━━ Textauszug

Diese kritischen Anmerkungen hinsichtlich des Überspringens wichtiger Vorfeldfragen soll aber den reinen Informationswert des eine eher deskriptiv-positivistische Methode voraussetzenden Buches nicht schmälern. Was die Fülle des lern- und lehrbaren Wissens über die Religionen der Welt anbetrifft, so kann dieses Werk aufgrund seines Faktenreichtums nur gelobt werden, zumal die in der Religionswissenschaft nach wie vor übliche Beschränkung auf das äußerlich Beschreibbare der Religionen in den meisten Fällen sinnvoll ist.

Freilich stößt diese positivistische Methode bei der Behandlung der immer wichtiger werdenden interkulturellen Probleme und gerade auch der sich aufdrängenden Fragen an die muslimische Welt an ihre Grenze. So werden z. B. die schwierigen Probleme der Entstehung des militanten islamischen Fundamentalismus aus einer antimodernistischen, mittelalterlichen Grundhaltung oder gar aus dem Geist der weltverändernden Moderne heraus kaum oder nur unzureichend behandelt. Gerade an den politischen Fragestellungen im Zusammenhang mit der „Begegnung der Religionen“ und dem diagnostizierten „Kampf der Kulturen“ sind sicherlich viele Leser interessiert. Diese Leser werden in diesem Buch kaum befriedigende Antworten auf ihre Fragen finden. In einem relativ neuen Buch über die Religionen der Welt (die englische Originalausgabe erschien erst 2002) wäre es aus religionswissenschaftlicher Sicht sicherlich wünschenswert gewesen, den gegenwärtigen Dialog der Religionen stärker zu berücksichtigen. Die traditionelle Beschreibung der Religionen als isolierte, voneinander scharf zu trennende Größen, trifft nicht mehr die heutige, unübersichtlicher gewordene religiöse Situation der Zeit, in der sich einerseits spirituelle Synkretismen und andererseits abgrenzungsorientierte Fundamentalismen immer stärker ausbreiten. Dies bedeutet: Die Religionen der Welt reagieren auf- und miteinander und verändern sich. In Bowkers Überblickswerk überwiegt dagegen die traditionelle isolationistische Betrachtungsweise der Religionen mit nur wenigen offenen Fenstern. Da der Schwerpunkt des Werkes auf den großen Weltreligionen liegt, bleiben für die Behandlung der sogenannten „Neuen Religionen“ nur vier Seiten übrig. Unter dem Titel „Neue Religionen“ werden durchdachtere religiöse Vorstellungen von der Stellung des Menschen im Kosmos, die es in der New Age-Bewegung auch gibt, in undifferenzierter Weise in die Nähe von fundamentalistischen oder kommerziell orientierten Sekten gerückt, die mit allzu einfachen Antworten auf komplizierte Lebensprobleme die Menschen zu gewinnen versuchen.

━━━━
━━ Inhalt des Datensatzes

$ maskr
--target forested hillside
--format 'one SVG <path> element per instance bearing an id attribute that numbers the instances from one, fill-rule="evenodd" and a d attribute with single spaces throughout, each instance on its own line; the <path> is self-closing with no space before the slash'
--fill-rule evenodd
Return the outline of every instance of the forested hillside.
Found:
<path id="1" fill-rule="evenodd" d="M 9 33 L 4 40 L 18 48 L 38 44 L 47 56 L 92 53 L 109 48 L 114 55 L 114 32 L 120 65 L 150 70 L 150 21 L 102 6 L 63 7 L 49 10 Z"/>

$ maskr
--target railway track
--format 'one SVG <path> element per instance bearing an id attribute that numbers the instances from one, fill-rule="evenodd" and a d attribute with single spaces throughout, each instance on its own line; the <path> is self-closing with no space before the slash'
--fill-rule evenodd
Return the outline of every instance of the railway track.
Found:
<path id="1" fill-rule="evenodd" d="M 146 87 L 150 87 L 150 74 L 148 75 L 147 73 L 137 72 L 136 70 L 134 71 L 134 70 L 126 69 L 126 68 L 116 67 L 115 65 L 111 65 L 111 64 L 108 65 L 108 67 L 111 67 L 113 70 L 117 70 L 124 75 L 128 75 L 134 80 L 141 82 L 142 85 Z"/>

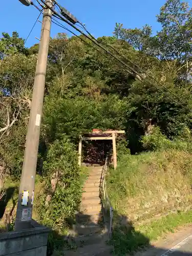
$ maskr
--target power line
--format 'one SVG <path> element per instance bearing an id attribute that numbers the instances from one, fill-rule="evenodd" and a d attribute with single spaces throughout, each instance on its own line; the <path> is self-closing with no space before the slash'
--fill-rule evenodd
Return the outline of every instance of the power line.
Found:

━━━━

Erwartete Leistung:
Schreib die Passage des Textauszugs von „Diese kritischen Anmerkungen“ bis „Fällen sinnvoll ist.“ noch einmal ab und tausche dabei „Faktenreichtums“ gegen „Detailreichtums“. Die Einträge stammen aus einer anderen Quelle als der Textauszug.

Ausgabe zur Aufgabe:
Diese kritischen Anmerkungen hinsichtlich des Überspringens wichtiger Vorfeldfragen soll aber den reinen Informationswert des eine eher deskriptiv-positivistische Methode voraussetzenden Buches nicht schmälern. Was die Fülle des lern- und lehrbaren Wissens über die Religionen der Welt anbetrifft, so kann dieses Werk aufgrund seines Detailreichtums nur gelobt werden, zumal die in der Religionswissenschaft nach wie vor übliche Beschränkung auf das äußerlich Beschreibbare der Religionen in den meisten Fällen sinnvoll ist.